◆ **USING THE INFORMATION**:
1/ Duplicate the part of the Kenosha Kid model notes starting at "- Sampling temperature." and ending at "over one phrase.".
2/ Go on with the Kenosha Kid model notes from their final sentence.

##### DOCUMENT TEXT #####

You! Never did the Kenosha Kid!
You never did the Kenosha kid?
The never did you. Kenosha Kid?
Anchors surface, the tail orbits, and the occasional character near-miss leaks in ("kenoshayou", doubled "the the"). It is consistent across seeds, not cherry-picked.
The key finding — dreaminess has two knobs
The champion is deliberately not the lowest-loss checkpoint. With almost no procedural competence to learn except the six words, the only thing the model can vary is how it says them, and that variation is governed by two knobs:
- Training progress — the memorization phase transition.
- Sampling temperature.
Sweeping training length on the same corpus and model makes the transition visible:
| run | iters | val loss | character of the dream |
|---|---|---|---|
r2-early | 150 | 0.59 | too broken — words half-form and break at the character level ("Kenoshau", "thethe"); anchors can't reliably surface |
r3-mid (champion) | 350 | 0.48 | the balance — anchors surface, the tail orbits, occasional near-miss without garble |
r1 | 2000 | 0.43 | too clean — spellings lock; drift retreats to order/punctuation only, the dream flattens |
Verbatim convergence (r1) has the lower loss and is the worse artifact, so
we stop mid-transition on purpose. The dream is the deliverable.
Limitations
Honest about what it is:
- It says nothing but the six words. No semantics, no factual grounding, no instruction following — it is a next-character predictor over one phrase.
- "Near-misses" are the feature, not a bug. The corpus never misspells, so a converged model can't either; the drift you want only exists mid-transition.
- It is fragile by design. Capacity (
n_layer/n_embd) andmax_itersare aesthetic controls here — smaller/shorter blurs more — not just performance knobs. Cold sampling collapses toward the anchors; the dream lives at temperature. - No weights in the tree (ADR-0002).
The released folder ships code + corpus only; the checkpoint regenerates
deterministically from
config.py.

##### INFORMATION PROVIDED #####

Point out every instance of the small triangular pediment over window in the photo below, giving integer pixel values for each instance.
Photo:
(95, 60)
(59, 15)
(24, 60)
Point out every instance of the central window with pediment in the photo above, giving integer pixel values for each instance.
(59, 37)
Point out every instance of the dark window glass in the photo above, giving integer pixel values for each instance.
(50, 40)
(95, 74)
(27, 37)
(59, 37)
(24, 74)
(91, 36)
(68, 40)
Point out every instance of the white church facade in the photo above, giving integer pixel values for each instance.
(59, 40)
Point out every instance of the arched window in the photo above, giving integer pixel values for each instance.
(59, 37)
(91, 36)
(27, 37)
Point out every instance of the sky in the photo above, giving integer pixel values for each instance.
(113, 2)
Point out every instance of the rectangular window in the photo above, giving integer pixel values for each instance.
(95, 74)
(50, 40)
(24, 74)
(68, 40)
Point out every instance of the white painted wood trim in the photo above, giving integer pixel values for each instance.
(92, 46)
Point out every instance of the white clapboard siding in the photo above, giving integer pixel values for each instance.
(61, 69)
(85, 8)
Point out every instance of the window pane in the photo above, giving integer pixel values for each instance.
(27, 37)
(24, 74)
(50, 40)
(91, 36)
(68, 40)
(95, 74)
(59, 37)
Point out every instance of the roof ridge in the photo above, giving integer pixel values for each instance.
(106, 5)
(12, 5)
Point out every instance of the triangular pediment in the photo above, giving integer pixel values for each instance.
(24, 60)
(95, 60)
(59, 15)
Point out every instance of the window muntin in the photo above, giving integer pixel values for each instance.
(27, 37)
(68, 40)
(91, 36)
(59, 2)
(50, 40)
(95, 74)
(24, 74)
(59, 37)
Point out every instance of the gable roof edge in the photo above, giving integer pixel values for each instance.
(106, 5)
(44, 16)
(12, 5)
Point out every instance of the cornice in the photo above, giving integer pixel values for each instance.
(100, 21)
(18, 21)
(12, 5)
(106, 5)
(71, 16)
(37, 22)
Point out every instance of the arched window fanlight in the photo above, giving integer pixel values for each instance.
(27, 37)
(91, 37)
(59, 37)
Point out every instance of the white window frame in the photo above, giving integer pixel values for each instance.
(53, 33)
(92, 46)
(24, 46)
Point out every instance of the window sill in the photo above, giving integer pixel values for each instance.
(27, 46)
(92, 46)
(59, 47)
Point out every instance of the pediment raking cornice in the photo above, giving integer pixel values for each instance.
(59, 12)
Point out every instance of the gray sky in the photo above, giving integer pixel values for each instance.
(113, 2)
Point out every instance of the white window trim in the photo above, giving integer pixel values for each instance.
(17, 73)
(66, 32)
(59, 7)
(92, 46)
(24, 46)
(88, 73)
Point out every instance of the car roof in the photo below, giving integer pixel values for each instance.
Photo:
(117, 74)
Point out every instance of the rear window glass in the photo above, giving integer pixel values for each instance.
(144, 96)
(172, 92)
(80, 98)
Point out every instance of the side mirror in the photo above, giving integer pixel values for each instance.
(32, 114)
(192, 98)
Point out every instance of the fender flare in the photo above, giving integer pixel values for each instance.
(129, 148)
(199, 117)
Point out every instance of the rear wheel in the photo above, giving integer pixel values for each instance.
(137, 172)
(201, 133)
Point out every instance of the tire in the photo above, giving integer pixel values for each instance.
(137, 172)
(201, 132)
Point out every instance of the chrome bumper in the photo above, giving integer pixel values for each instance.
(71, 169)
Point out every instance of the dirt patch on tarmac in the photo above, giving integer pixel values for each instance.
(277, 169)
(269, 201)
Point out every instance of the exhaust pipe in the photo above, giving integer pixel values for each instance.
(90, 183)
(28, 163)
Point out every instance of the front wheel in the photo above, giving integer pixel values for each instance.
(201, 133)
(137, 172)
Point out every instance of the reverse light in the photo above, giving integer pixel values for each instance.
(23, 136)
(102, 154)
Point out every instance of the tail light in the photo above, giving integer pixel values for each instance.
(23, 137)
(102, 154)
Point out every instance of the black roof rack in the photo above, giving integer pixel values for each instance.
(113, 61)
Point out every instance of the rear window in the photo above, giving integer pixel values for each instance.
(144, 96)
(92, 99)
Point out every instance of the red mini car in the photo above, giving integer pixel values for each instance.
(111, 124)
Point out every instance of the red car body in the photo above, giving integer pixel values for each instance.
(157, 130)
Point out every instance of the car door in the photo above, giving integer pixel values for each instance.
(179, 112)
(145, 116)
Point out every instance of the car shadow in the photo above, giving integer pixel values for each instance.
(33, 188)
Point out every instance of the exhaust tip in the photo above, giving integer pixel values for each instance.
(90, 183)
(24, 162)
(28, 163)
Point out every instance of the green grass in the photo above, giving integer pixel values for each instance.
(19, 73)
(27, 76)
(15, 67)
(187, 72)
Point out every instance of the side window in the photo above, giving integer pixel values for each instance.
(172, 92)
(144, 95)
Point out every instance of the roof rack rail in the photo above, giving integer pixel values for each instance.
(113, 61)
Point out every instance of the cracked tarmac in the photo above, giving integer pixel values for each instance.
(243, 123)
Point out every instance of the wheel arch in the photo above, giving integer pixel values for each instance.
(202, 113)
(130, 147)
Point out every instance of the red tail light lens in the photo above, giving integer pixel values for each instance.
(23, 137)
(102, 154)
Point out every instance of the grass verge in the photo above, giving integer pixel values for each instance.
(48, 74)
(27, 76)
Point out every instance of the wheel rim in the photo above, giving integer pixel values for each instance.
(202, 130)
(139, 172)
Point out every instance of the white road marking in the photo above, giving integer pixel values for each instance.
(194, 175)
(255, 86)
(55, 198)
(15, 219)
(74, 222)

#####

◆ **SET OF ANSWERS**:
1/
- Sampling temperature.
Sweeping training length on the same corpus and model makes the transition visible:
| run | iters | val loss | character of the dream |
|---|---|---|---|
r2-early | 150 | 0.59 | too broken — words half-form and break at the character level ("Kenoshau", "thethe"); anchors can't reliably surface |
r3-mid (champion) | 350 | 0.48 | the balance — anchors surface, the tail orbits, occasional near-miss without garble |
r1 | 2000 | 0.43 | too clean — spellings lock; drift retreats to order/punctuation only, the dream flattens |
Verbatim convergence (r1) has the lower loss and is the worse artifact, so
we stop mid-transition on purpose. The dream is the deliverable.
Limitations
Honest about what it is:
- It says nothing but the six words. No semantics, no factual grounding, no instruction following — it is a next-character predictor over one phrase.

2/
How to reproduce
The frozen, self-contained snapshot rebuilds the checkpoint deterministically (the corpus is vendored in-folder, no network needed):
cd projects/kenosha-kid/models/kenosha-kid-nanogpt-1
python generate.py # -> data/raw.txt (deterministic, SEED=1973)
python prepare.py # raw.txt -> kenosha/{train,val}.bin + meta.pkl
python train.py # -> ./ckpt.pt (350 iters, val ~0.48)
python sample.py --temperature=0.9
The working pipeline at the repo root runs the same steps through core; see the
project README.md and the experiment
write-up dream-a-single-phrase.md.
Citation / credits
- The shared
coreengine (modern nanoGPT lineage — RoPE, RMSNorm, bias-free). - Darius Kazemi, @YouNeverDidThe (2013) — the bot
generate.pyreimplements deterministically. - Thomas Pynchon, Gravity's Rainbow (1973), I.10 — the nine construals are the
anchors; the phrase is reproduced as a behavior, not its text. Provenance in
projects/kenosha-kid/docs/sources.md. - Set up and trained with Claude (Claude Code).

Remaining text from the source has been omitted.